(Data listing begins)
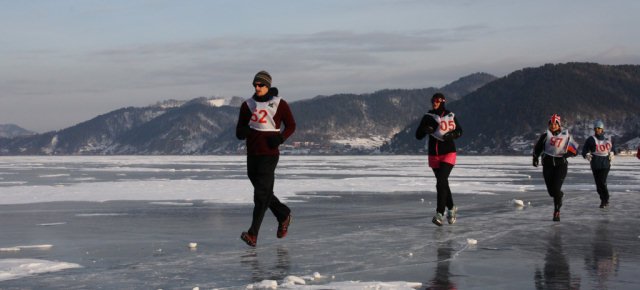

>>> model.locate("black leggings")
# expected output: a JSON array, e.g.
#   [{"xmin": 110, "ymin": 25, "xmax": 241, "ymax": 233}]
[
  {"xmin": 542, "ymin": 157, "xmax": 568, "ymax": 211},
  {"xmin": 432, "ymin": 162, "xmax": 454, "ymax": 215},
  {"xmin": 247, "ymin": 155, "xmax": 290, "ymax": 236},
  {"xmin": 592, "ymin": 168, "xmax": 610, "ymax": 203}
]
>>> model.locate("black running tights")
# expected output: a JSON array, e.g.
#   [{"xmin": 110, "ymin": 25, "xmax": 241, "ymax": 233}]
[
  {"xmin": 247, "ymin": 155, "xmax": 290, "ymax": 236},
  {"xmin": 432, "ymin": 162, "xmax": 454, "ymax": 215},
  {"xmin": 592, "ymin": 168, "xmax": 610, "ymax": 203},
  {"xmin": 542, "ymin": 159, "xmax": 567, "ymax": 211}
]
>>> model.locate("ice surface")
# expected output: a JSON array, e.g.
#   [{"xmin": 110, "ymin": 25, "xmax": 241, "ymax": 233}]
[{"xmin": 0, "ymin": 155, "xmax": 638, "ymax": 289}]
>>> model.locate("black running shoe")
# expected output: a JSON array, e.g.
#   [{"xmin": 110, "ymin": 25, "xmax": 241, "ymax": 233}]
[{"xmin": 553, "ymin": 211, "xmax": 560, "ymax": 222}]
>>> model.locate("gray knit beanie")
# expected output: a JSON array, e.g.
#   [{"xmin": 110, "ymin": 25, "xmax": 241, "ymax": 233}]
[{"xmin": 253, "ymin": 70, "xmax": 272, "ymax": 88}]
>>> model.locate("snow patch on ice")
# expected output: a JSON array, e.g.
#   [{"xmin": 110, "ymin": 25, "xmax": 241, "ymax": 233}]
[
  {"xmin": 0, "ymin": 259, "xmax": 82, "ymax": 282},
  {"xmin": 244, "ymin": 271, "xmax": 420, "ymax": 289},
  {"xmin": 0, "ymin": 245, "xmax": 53, "ymax": 252},
  {"xmin": 75, "ymin": 213, "xmax": 128, "ymax": 217},
  {"xmin": 149, "ymin": 201, "xmax": 194, "ymax": 206},
  {"xmin": 37, "ymin": 222, "xmax": 67, "ymax": 226}
]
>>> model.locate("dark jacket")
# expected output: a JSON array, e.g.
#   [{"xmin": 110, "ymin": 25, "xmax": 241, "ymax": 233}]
[
  {"xmin": 415, "ymin": 108, "xmax": 462, "ymax": 156},
  {"xmin": 236, "ymin": 88, "xmax": 296, "ymax": 156},
  {"xmin": 581, "ymin": 134, "xmax": 614, "ymax": 170}
]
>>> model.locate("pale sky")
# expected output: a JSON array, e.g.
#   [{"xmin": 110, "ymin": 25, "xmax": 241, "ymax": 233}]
[{"xmin": 1, "ymin": 0, "xmax": 639, "ymax": 132}]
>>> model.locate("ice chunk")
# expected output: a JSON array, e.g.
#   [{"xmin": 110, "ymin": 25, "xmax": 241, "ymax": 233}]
[
  {"xmin": 467, "ymin": 238, "xmax": 478, "ymax": 245},
  {"xmin": 283, "ymin": 275, "xmax": 306, "ymax": 285},
  {"xmin": 246, "ymin": 280, "xmax": 277, "ymax": 289},
  {"xmin": 512, "ymin": 199, "xmax": 524, "ymax": 207}
]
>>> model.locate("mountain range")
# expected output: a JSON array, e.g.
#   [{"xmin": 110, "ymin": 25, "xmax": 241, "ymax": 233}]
[
  {"xmin": 1, "ymin": 63, "xmax": 639, "ymax": 155},
  {"xmin": 0, "ymin": 124, "xmax": 35, "ymax": 139}
]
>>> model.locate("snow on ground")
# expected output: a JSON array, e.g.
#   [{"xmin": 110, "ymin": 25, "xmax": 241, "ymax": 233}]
[
  {"xmin": 0, "ymin": 259, "xmax": 81, "ymax": 282},
  {"xmin": 3, "ymin": 155, "xmax": 636, "ymax": 205}
]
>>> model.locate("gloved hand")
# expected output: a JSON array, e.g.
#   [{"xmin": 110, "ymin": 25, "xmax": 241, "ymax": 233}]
[
  {"xmin": 442, "ymin": 132, "xmax": 454, "ymax": 141},
  {"xmin": 424, "ymin": 126, "xmax": 435, "ymax": 134},
  {"xmin": 532, "ymin": 156, "xmax": 539, "ymax": 167},
  {"xmin": 267, "ymin": 135, "xmax": 284, "ymax": 149},
  {"xmin": 562, "ymin": 152, "xmax": 575, "ymax": 159},
  {"xmin": 608, "ymin": 152, "xmax": 615, "ymax": 162},
  {"xmin": 585, "ymin": 153, "xmax": 592, "ymax": 161},
  {"xmin": 236, "ymin": 125, "xmax": 251, "ymax": 140}
]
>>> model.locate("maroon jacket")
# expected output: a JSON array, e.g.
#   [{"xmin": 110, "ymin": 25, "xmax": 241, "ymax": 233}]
[{"xmin": 236, "ymin": 88, "xmax": 296, "ymax": 156}]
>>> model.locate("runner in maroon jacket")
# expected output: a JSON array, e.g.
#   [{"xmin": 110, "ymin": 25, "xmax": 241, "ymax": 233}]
[{"xmin": 236, "ymin": 71, "xmax": 296, "ymax": 247}]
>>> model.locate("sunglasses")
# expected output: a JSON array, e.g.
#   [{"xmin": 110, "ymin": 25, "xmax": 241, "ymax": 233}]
[{"xmin": 253, "ymin": 83, "xmax": 267, "ymax": 88}]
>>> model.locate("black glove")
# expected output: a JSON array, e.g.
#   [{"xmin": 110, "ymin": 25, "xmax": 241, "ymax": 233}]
[
  {"xmin": 267, "ymin": 135, "xmax": 284, "ymax": 149},
  {"xmin": 236, "ymin": 125, "xmax": 250, "ymax": 140},
  {"xmin": 442, "ymin": 132, "xmax": 454, "ymax": 141},
  {"xmin": 532, "ymin": 157, "xmax": 539, "ymax": 167},
  {"xmin": 562, "ymin": 152, "xmax": 574, "ymax": 159},
  {"xmin": 424, "ymin": 126, "xmax": 435, "ymax": 134}
]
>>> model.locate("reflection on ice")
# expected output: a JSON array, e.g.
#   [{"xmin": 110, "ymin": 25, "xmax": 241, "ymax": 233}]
[
  {"xmin": 426, "ymin": 241, "xmax": 457, "ymax": 289},
  {"xmin": 585, "ymin": 221, "xmax": 619, "ymax": 289},
  {"xmin": 535, "ymin": 229, "xmax": 581, "ymax": 289},
  {"xmin": 241, "ymin": 247, "xmax": 291, "ymax": 284}
]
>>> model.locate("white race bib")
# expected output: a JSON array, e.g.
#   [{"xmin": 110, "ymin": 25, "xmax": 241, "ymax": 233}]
[
  {"xmin": 543, "ymin": 130, "xmax": 575, "ymax": 157},
  {"xmin": 426, "ymin": 112, "xmax": 456, "ymax": 141},
  {"xmin": 246, "ymin": 97, "xmax": 281, "ymax": 132},
  {"xmin": 592, "ymin": 135, "xmax": 612, "ymax": 157}
]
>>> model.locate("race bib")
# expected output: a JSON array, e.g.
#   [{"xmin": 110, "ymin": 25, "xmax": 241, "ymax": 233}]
[
  {"xmin": 543, "ymin": 130, "xmax": 576, "ymax": 157},
  {"xmin": 592, "ymin": 135, "xmax": 612, "ymax": 157},
  {"xmin": 246, "ymin": 97, "xmax": 281, "ymax": 132},
  {"xmin": 426, "ymin": 112, "xmax": 456, "ymax": 141}
]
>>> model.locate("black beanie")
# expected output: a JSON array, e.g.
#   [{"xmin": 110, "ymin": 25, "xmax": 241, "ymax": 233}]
[{"xmin": 253, "ymin": 71, "xmax": 272, "ymax": 88}]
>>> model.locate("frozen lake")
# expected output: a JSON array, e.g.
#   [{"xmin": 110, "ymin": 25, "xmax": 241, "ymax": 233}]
[{"xmin": 0, "ymin": 155, "xmax": 639, "ymax": 289}]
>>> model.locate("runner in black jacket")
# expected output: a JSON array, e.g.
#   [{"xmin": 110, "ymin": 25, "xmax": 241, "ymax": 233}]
[
  {"xmin": 581, "ymin": 120, "xmax": 615, "ymax": 208},
  {"xmin": 532, "ymin": 114, "xmax": 578, "ymax": 222},
  {"xmin": 416, "ymin": 93, "xmax": 462, "ymax": 226}
]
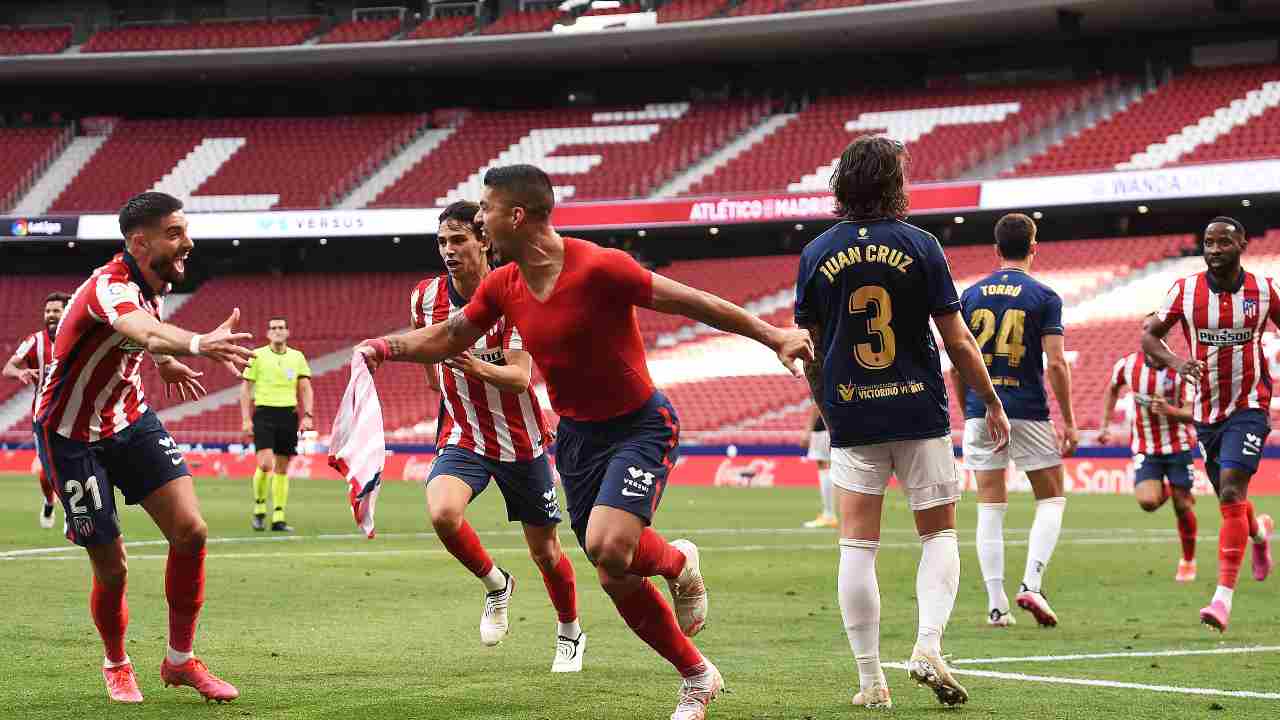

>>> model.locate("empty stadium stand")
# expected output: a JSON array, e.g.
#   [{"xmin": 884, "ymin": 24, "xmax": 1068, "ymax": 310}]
[
  {"xmin": 1013, "ymin": 63, "xmax": 1280, "ymax": 176},
  {"xmin": 81, "ymin": 18, "xmax": 321, "ymax": 53},
  {"xmin": 0, "ymin": 25, "xmax": 72, "ymax": 55},
  {"xmin": 478, "ymin": 7, "xmax": 561, "ymax": 35},
  {"xmin": 49, "ymin": 114, "xmax": 427, "ymax": 212},
  {"xmin": 689, "ymin": 79, "xmax": 1111, "ymax": 196},
  {"xmin": 405, "ymin": 14, "xmax": 476, "ymax": 39},
  {"xmin": 317, "ymin": 18, "xmax": 402, "ymax": 44},
  {"xmin": 657, "ymin": 0, "xmax": 729, "ymax": 23},
  {"xmin": 1, "ymin": 127, "xmax": 68, "ymax": 211},
  {"xmin": 370, "ymin": 100, "xmax": 770, "ymax": 206}
]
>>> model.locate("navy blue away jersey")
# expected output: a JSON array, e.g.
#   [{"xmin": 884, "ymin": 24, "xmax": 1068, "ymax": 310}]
[
  {"xmin": 959, "ymin": 268, "xmax": 1063, "ymax": 421},
  {"xmin": 794, "ymin": 219, "xmax": 961, "ymax": 447}
]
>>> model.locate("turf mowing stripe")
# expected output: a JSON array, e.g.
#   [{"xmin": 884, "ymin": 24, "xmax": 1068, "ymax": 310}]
[
  {"xmin": 882, "ymin": 663, "xmax": 1280, "ymax": 700},
  {"xmin": 954, "ymin": 645, "xmax": 1280, "ymax": 665}
]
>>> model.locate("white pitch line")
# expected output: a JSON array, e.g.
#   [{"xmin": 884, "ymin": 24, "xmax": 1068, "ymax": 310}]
[
  {"xmin": 882, "ymin": 662, "xmax": 1280, "ymax": 700},
  {"xmin": 953, "ymin": 645, "xmax": 1280, "ymax": 665},
  {"xmin": 0, "ymin": 526, "xmax": 1183, "ymax": 559}
]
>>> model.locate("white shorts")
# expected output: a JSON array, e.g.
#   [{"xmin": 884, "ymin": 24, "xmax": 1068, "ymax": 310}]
(Data listing ends)
*Problem*: Please give a count of the lines in the records where the word "white" occurs, with nothing besides it.

*Solution to the problem*: 3